▸ **Given passage**:
Sugar Ray’s lead singer Mark McGrath told the Everett Independent on the eve of his performance at Village Fest that he loves to perform and relishes opportunities to play the band’s best songs in front of crowds like at Village Fest.
But the long-time bandleader also finds himself with unique opportunities on television, where he holds the distinction of once being fired by Donald Trump on ‘Celebrity Apprentice, and also on the radio where he now hosts a weekly show on Sirius Radio on Friday nights.
“We started this band 30 years ago last summer in 1988,” he said. “There were four of us and we managed to stay together 23 years. Now there are two of us still playing. Rodney Sheppard has been with me on guitar since day one. Like me, he can’t picture life without the band and we continue on. It’s something we’re born to do. We may not be in the public eye anymore or be #1 on the charts, but we love to be able to continue performing. I am so excited to be able to still do events like the Everett Village Fest an to perform on the road…I just love performing so that’s what I am doing. I’m blessed to be able to do that. My stage time is free, but I get my travel paid for. In the end, we consider ourselves truly blessed with these songs that people love to hear.”
Sugar Ray started in the late 1980s, but came into prominence in the 1990s, particularly with the hit single ‘Fly,’ among a handful of other hits. His times in the 1990s are particularly telling on his Friday night show on the Sirius channel 90s on 9. There, he reminisces and talks about the things he saw and what the band did at their height. He said his performances and the radio show do enter into the area of nostalgia and it’s not a word he shies away from.
“Nostalgia is a word a lot of bands don’t want anything to do with,” he said. “That is a word that Sugar Ray embraces. Nostalgia is defined as remembering a happy time in your life. If you don’t want that to describe you, then there’s something wrong…In a lot of ways, with the radio show and other things, I think I’ve become the ambassador of all things good and maybe all things bad in the `90s – forgive me for the highlights (in my hair).”

▸ **Raw data**:
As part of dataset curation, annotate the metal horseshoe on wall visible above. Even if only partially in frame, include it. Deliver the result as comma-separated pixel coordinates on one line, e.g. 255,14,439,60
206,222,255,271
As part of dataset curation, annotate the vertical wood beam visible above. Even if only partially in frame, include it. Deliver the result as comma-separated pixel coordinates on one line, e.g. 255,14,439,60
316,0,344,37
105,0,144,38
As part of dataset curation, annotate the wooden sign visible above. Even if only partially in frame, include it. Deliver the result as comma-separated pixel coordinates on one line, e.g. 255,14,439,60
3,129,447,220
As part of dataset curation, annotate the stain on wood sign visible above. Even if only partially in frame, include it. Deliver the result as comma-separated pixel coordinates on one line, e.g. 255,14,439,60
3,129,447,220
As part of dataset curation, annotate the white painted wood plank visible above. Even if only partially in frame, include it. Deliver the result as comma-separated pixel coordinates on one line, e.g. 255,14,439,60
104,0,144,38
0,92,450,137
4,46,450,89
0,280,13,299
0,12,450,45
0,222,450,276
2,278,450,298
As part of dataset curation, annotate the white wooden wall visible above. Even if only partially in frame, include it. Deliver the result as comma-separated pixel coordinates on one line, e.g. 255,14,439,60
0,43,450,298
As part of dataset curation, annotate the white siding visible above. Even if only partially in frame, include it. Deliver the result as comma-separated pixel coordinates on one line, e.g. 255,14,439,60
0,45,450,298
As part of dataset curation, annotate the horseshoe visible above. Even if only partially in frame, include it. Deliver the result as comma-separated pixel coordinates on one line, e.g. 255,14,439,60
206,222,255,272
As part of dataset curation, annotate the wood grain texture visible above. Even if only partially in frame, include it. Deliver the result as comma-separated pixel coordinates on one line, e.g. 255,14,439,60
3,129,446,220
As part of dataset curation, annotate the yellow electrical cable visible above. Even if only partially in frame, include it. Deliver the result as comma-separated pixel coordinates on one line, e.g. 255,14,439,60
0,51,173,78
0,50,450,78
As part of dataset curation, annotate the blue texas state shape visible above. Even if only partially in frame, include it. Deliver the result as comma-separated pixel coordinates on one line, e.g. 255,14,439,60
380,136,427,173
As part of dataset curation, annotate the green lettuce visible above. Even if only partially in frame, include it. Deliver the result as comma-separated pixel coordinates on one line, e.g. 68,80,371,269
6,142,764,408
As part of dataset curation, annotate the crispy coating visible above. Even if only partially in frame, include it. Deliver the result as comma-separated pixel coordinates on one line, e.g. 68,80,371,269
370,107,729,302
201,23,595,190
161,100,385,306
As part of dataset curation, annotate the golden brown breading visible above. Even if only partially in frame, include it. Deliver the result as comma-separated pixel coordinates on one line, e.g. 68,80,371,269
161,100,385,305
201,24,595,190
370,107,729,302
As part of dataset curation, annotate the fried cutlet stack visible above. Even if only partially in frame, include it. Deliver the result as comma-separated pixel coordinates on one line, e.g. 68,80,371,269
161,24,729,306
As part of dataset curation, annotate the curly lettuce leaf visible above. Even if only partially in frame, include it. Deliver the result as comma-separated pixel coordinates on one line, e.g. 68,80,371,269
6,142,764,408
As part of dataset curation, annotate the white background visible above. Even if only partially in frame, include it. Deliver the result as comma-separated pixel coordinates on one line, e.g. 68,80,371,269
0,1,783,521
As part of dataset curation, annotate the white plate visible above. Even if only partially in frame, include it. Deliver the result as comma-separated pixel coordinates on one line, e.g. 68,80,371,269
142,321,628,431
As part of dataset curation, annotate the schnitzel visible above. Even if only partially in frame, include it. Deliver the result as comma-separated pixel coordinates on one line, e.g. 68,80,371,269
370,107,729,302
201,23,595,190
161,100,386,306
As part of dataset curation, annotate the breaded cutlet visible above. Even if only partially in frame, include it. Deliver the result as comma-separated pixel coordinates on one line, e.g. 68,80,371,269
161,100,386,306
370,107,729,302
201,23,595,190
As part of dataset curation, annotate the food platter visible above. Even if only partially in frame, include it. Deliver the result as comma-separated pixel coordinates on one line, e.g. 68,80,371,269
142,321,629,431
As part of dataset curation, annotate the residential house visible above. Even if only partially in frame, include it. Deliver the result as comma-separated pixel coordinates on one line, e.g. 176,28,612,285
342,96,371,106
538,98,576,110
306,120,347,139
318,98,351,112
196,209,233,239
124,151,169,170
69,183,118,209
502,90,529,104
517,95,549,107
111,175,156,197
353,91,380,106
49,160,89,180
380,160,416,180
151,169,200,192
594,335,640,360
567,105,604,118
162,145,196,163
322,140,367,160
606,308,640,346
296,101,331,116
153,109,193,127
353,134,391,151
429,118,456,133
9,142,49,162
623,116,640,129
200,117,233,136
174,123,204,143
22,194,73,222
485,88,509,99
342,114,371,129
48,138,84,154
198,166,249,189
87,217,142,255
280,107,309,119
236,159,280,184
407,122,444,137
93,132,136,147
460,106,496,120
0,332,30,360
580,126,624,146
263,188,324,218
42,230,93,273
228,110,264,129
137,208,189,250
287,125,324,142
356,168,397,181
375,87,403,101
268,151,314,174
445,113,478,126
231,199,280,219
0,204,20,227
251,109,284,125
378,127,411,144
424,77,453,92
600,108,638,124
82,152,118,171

▸ **Task set**:
1) Print everything in the Mark McGrath article from "Sugar Ray’s lead" down to "at Village Fest.".
2) According to the Mark McGrath article, who has played guitar with McGrath in Sugar Ray since the band's first day?
3) Finish out the next part of the Mark McGrath article, picking up after its final sentence.

▸ **Outputs for the tasks**:
1)
Sugar Ray’s lead singer Mark McGrath told the Everett Independent on the eve of his performance at Village Fest that he loves to perform and relishes opportunities to play the band’s best songs in front of crowds like at Village Fest.

2) Rodney Sheppard

3)
As a rising star in the music business during the 1990s, McGrath was singled out to do other things on television. While he continued with the band, he also embarked on a career path of hosting awards shows, and then becoming a host on the TV entertainment news show ‘Extra!’
“I think it’s a willingness to be open to new experiences, ideas and chances,” he said. “In the `90s, Sugar Ray was seen everywhere and on the charts too. I got asked to do things or introduce an act at the MTV awards. It wasn’t easy, but I could do it. I could chew gum and read the monitor at the same time. It’s not brain surgery, but it is a skill.”
Those opportunities led him to several game show appearances and a robust reality TV career that also included ‘Celebrity Apprentice’ in 2011. That led McGrath to have the unique opportunity of being “Fired!” by now-President Donald Trump.
“I do have the distinction of being fired by Donald Trump,” he said. “I can double down on that. It was between myself and Gary Busey and I got fired by our now President Donald Trump. Gary Busey, myself and Donald Trump spent eight hours in a room together and one of us is now the president of the United States. It’s seriously a strange trip we’re on now.”
McGrath said he found Trump and his family to be very nice to him, and Trump actually offered to write him a recommendation letter if he ever needed it. That letter, now, might come in handy, McGrath joked.
“If I was going to jail or have a tax problem, with how things turned out, I’m going to cash in that reference letter for sure,” he joked.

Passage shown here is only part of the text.